Work order →
All records are to be restated exactly, each line as it reads.

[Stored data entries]

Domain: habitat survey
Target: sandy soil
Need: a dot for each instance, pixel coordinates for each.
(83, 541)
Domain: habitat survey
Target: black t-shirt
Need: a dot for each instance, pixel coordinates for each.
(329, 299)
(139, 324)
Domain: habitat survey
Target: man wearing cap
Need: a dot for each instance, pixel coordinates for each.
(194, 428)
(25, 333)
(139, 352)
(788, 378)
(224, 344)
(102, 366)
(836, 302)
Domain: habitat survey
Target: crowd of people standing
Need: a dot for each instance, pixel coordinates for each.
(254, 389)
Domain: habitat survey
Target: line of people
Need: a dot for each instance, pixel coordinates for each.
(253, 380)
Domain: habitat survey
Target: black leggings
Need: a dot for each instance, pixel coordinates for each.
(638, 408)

Answer to the exercise →
Domain: habitat survey
Target: sandy soil
Need: a dot for each instance, pixel coordinates for each.
(83, 541)
Domain: habitat survey
Target: black t-shirt
Need: a dot for each instance, pixel coordinates for each.
(329, 299)
(139, 324)
Domain: habitat survey
Target: man wearing cap
Need: a dot for each instance, pixel coordinates for each.
(194, 428)
(25, 333)
(139, 352)
(788, 378)
(224, 344)
(102, 366)
(836, 302)
Domain: habitat survey
Target: crowd of people standing
Need: a dot for each instance, pixel coordinates for each.
(254, 389)
Domain: habitat survey
Target: line of people
Need: a dot for each instance, pixel coordinates for each.
(253, 380)
Domain: habitat survey
Target: black leggings
Need: a dot for each instance, pixel coordinates for each.
(638, 408)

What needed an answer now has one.